____ Page excerpt
Question

Two particles $P_1$ and $P_2$ are performing SHM along the same line about the same mean position. Initially they are at their positive extreme positions. If the time period of each particle is $12sec$ and the difference of their amplitudes is $12cm$ then find the minimum time after which the separation between the particles become $6cm$.

Answer 1

If they are at their positive extreme positions, then $Asin\omega t$ will become $Acos\omega t$

Let $x_2$ be the one with the lesser amplitude. It is less than that of $x_1$ by 12cm. So $⟶$

$x_{{}_1}-x_{{}_2}=6$

$x_{{}_1}=Acos\omega t$

$x_{{}_1}=(A-12)cos\omega t$

Substituting in 1st equation, we get

$Acos\omega t-(A-12)cos\omega t=12cos\omega t$

Since T=12sec and $\omega =\frac{2\pi }{T},$ we get $⟶$

$12cos\omega t=12cos\left(\frac{\pi }{6}\right)t=6$

$6\sqrt{3}t=6$------------------------------------------------$cos\frac{\pi }{6}=\frac{\sqrt{3}}{2}$

$t=\frac{1}{\sqrt{3}}sec=0.5773sec\approx 6sec$
________
____ Data lines
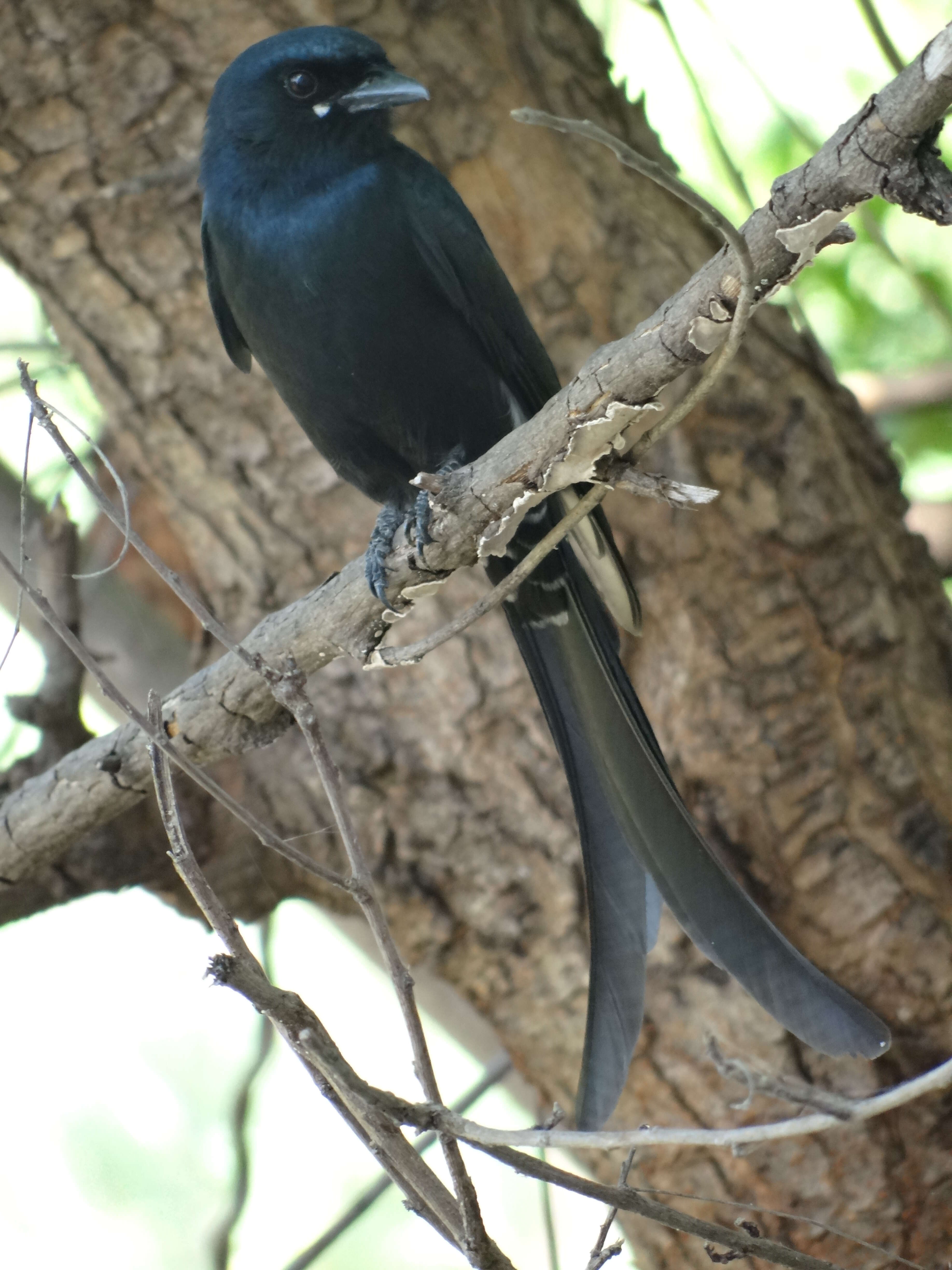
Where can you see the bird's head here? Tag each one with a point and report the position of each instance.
(305, 87)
________
- [Problem to work on]: Write out, word for word, the passage of the simple harmonic motion discussion above that opens with the words containing "Two particles $P_1$" and closes with "particles become $6cm$.".

- [Completed task]:
Two particles $P_1$ and $P_2$ are performing SHM along the same line about the same mean position. Initially they are at their positive extreme positions. If the time period of each particle is $12sec$ and the difference of their amplitudes is $12cm$ then find the minimum time after which the separation between the particles become $6cm$.